Tuttavia questo doloroso rimuginio può indicare anche, come le segnalava la mia collega dr.ssa Di Taranto nel precedente consulto, una sua paura sull'argomento partner che per essere guarita va portata allo scoperto, come una piaga che se non curata fa marcire tutto.
Il suo curante le ha detto che la sua compagna non dandole quelle attenzioni che lei vorrebbe le crea malessere. Questo tipo di problema è abbastanza comune nelle relazioni di coppia e va risolto, altrimenti crea uno stato di tensione permanente che alla fine distrugge l'intera relazione. Chiudere gli occhi peggiora il danno.
La invito ancora, caldamente, a far conoscere i suoi dubbi e le sue rimuginazioni al curante, il cui scopo è proprio quello di accogliere e curare questa sfiducia che lei nutre in sé e in chi cerca di aiutarla.

● CONSEGNA 1: Riscrivi in forma più breve il paragrafo del testo della pagina che comincia con "Il suo curante le ha detto". Mantieni i fatti principali.
● CONSEGNA 2:
Rispondi a queste domande sul testo della pagina riportato sopra.
(a) Quale collega viene citata nel primo paragrafo?
(b) Che cosa distrugge alla fine lo stato di tensione permanente?
(c) A chi viene invitata a far conoscere i suoi dubbi e le sue rimuginazioni?

● MATERIALE FORNITO:
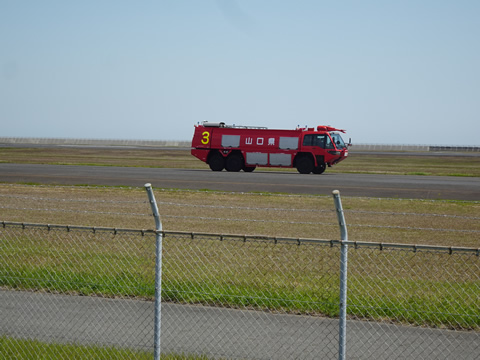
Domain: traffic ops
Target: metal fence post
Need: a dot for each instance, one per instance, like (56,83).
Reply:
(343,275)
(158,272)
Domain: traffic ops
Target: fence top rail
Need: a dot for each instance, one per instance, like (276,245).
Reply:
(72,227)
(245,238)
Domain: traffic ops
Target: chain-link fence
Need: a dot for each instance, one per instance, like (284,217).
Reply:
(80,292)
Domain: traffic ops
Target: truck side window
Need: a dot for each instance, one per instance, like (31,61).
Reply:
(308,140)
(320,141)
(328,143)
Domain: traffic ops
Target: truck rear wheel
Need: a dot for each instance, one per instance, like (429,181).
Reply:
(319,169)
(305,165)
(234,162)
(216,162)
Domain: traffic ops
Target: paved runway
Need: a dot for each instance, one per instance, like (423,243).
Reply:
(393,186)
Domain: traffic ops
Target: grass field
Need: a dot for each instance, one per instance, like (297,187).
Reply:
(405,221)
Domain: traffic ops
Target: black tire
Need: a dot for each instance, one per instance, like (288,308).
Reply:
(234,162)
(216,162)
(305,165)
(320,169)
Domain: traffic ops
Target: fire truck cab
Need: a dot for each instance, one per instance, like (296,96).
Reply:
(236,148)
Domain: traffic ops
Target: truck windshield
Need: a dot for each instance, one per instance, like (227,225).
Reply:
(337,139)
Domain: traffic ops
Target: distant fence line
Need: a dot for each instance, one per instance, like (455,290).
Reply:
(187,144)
* * *
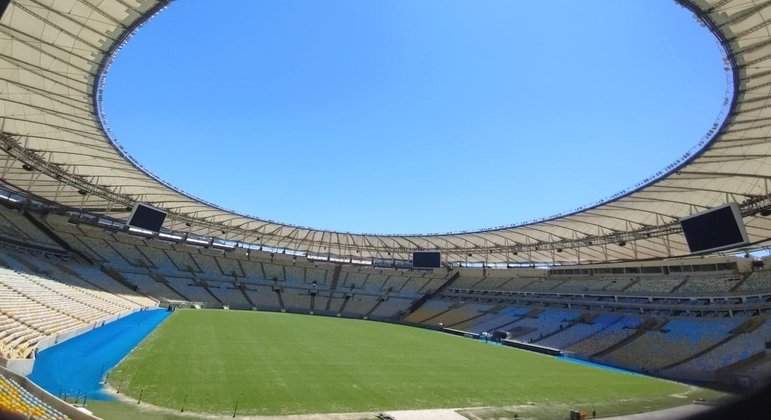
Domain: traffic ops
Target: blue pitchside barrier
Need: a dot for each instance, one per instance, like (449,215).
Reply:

● RISPOSTA 1: Secondo il curante, la compagna le crea malessere perché non le dà le attenzioni che lei vorrebbe. È un problema comune nelle coppie e va risolto. Altrimenti genera una tensione permanente che finisce per distruggere la relazione. Ignorarlo peggiora il danno.

● RISPOSTA 2:
(a) La dr.ssa Di Taranto.
(b) L'intera relazione.
(c) Al curante.